[What is asked]
Can you copy out the listing below verbatim, starting at the line that contains "One point belongs to each instance of the woman in white" and ending at the line that contains "[[136, 379], [666, 457]]", with both of those lines included?

[Extracted data]
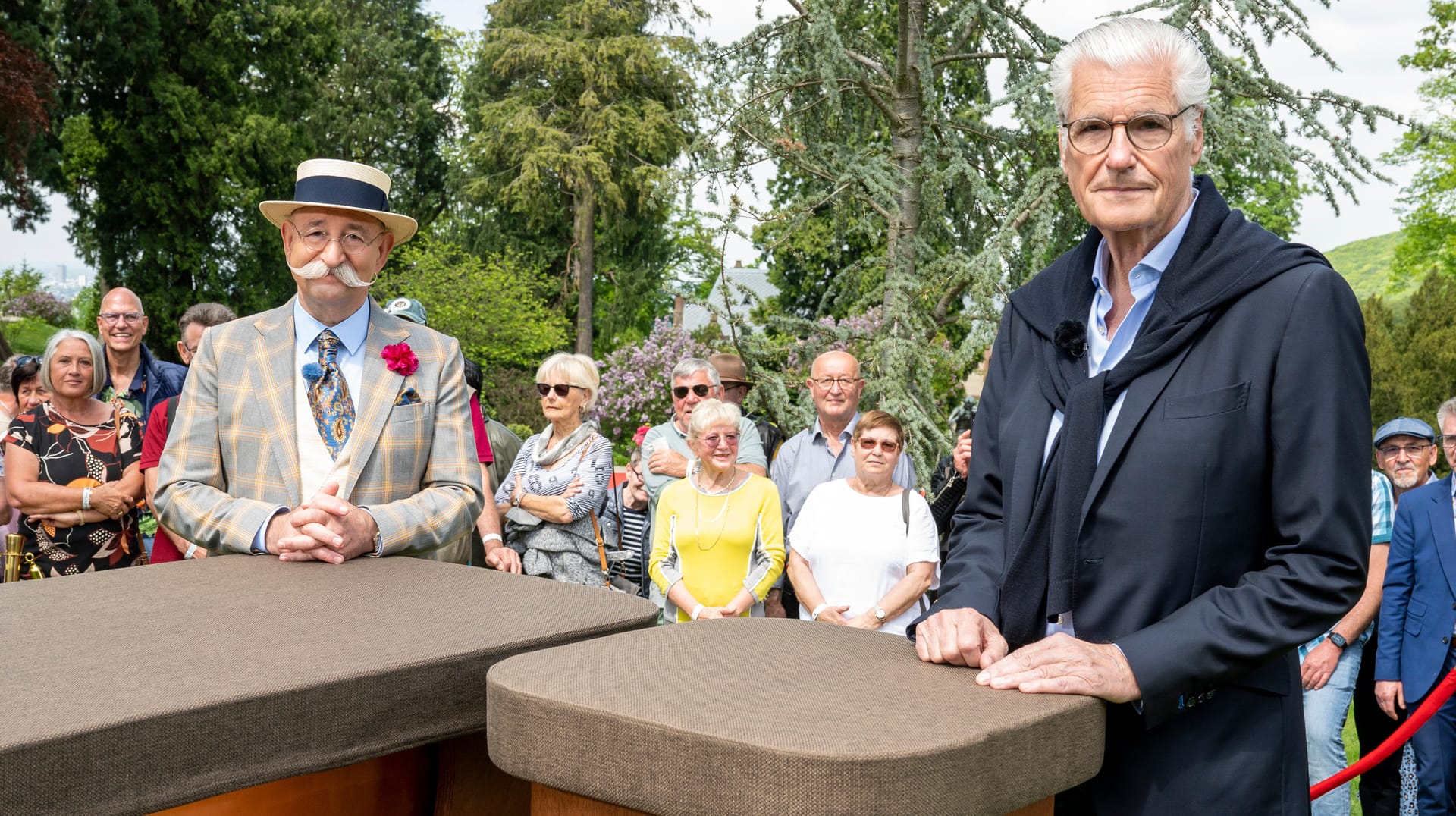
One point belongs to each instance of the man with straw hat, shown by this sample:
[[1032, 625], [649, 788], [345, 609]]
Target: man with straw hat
[[325, 428]]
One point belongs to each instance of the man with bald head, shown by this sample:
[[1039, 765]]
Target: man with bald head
[[136, 379], [820, 452]]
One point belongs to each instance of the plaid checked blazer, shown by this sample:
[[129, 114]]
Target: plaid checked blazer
[[232, 458]]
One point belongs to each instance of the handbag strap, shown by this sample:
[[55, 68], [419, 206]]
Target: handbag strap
[[601, 548]]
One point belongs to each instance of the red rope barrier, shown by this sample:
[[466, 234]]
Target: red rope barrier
[[1439, 695]]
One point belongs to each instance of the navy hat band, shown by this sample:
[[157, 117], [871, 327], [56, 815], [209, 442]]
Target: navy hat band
[[340, 191]]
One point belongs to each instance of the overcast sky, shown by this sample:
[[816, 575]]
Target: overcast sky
[[1365, 36]]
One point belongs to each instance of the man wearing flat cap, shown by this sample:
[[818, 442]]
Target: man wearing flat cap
[[325, 428], [1164, 501], [1405, 449], [1419, 624]]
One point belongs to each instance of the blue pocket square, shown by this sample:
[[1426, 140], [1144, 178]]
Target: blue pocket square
[[408, 397]]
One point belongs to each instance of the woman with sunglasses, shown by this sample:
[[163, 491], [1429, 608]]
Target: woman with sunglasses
[[558, 482], [718, 534], [864, 551]]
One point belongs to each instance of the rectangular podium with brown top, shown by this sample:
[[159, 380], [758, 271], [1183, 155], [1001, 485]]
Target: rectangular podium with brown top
[[147, 688]]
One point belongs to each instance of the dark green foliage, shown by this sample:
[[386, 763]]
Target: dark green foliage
[[182, 115], [1366, 262], [924, 137], [1413, 357], [574, 110], [27, 95], [494, 306], [1429, 223]]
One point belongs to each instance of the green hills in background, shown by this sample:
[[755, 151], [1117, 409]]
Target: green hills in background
[[1366, 264]]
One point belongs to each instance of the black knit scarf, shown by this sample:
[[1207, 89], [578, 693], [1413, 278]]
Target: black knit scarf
[[1222, 257]]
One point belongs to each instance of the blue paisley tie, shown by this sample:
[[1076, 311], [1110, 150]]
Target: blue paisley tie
[[329, 397]]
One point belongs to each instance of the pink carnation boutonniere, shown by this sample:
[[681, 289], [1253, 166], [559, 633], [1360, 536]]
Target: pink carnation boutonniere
[[400, 359]]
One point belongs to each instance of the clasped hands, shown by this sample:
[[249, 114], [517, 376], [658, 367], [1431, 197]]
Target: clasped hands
[[324, 528], [1055, 665]]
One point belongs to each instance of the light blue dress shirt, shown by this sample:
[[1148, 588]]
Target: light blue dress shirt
[[351, 333], [1107, 352]]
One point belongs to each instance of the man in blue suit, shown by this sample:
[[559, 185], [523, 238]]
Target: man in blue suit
[[1419, 624]]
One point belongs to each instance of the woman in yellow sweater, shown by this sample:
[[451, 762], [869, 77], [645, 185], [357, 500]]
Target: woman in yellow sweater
[[718, 534]]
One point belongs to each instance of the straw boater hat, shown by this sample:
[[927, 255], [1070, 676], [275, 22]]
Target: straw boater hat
[[343, 185]]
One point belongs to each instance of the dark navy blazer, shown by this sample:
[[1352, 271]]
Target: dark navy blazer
[[1419, 607]]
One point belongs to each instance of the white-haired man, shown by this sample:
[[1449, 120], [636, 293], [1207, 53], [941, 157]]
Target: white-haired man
[[1164, 501], [325, 428]]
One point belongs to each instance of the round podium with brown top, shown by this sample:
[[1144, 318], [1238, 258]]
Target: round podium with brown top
[[778, 717]]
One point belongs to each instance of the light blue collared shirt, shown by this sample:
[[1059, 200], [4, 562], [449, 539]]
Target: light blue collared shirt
[[1107, 352], [306, 330], [351, 333]]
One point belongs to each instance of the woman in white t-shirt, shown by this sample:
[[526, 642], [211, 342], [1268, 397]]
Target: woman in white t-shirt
[[864, 551]]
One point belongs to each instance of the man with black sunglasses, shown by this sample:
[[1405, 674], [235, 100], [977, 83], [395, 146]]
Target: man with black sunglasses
[[136, 379], [666, 457]]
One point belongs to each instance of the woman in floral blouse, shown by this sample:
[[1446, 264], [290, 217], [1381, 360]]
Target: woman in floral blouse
[[72, 466]]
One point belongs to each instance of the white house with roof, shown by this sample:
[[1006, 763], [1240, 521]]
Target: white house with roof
[[693, 316]]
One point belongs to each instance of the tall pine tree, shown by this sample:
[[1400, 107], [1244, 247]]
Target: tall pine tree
[[938, 133], [576, 111]]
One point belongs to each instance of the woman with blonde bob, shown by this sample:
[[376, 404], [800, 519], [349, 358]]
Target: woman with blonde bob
[[558, 482], [864, 550], [72, 465], [718, 534]]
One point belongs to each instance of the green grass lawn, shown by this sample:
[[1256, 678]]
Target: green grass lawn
[[1351, 755]]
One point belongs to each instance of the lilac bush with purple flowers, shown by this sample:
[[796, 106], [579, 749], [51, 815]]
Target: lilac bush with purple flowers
[[634, 382], [42, 306]]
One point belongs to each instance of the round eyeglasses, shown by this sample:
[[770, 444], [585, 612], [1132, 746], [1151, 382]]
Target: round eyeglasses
[[1147, 131], [316, 240]]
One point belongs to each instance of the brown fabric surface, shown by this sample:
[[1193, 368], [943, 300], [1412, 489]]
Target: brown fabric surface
[[283, 669], [762, 716]]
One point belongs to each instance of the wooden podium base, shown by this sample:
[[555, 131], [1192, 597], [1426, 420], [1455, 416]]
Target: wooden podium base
[[551, 802], [400, 783], [449, 779]]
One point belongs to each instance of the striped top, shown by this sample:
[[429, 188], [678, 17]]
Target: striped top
[[634, 526]]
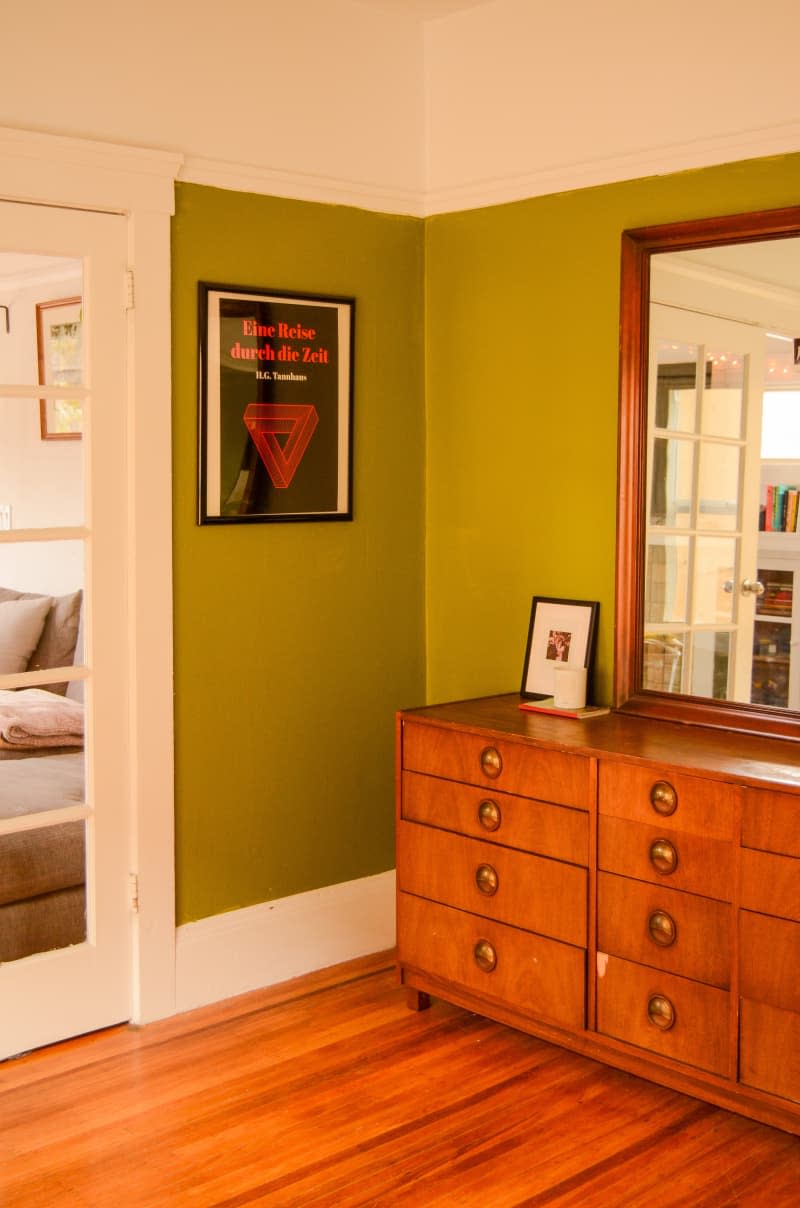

[Response]
One point belongs to each instance of the woman in white t-shirt, shown by this sample:
[[526, 642], [211, 342], [1268, 397]]
Target: woman in white t-shirt
[[864, 551]]
One point belongs to each instance of the man with black sunglasses, shown by this sample:
[[1405, 674], [235, 100], [977, 83], [395, 146]]
Target: man with black sunglasses
[[136, 379], [666, 457]]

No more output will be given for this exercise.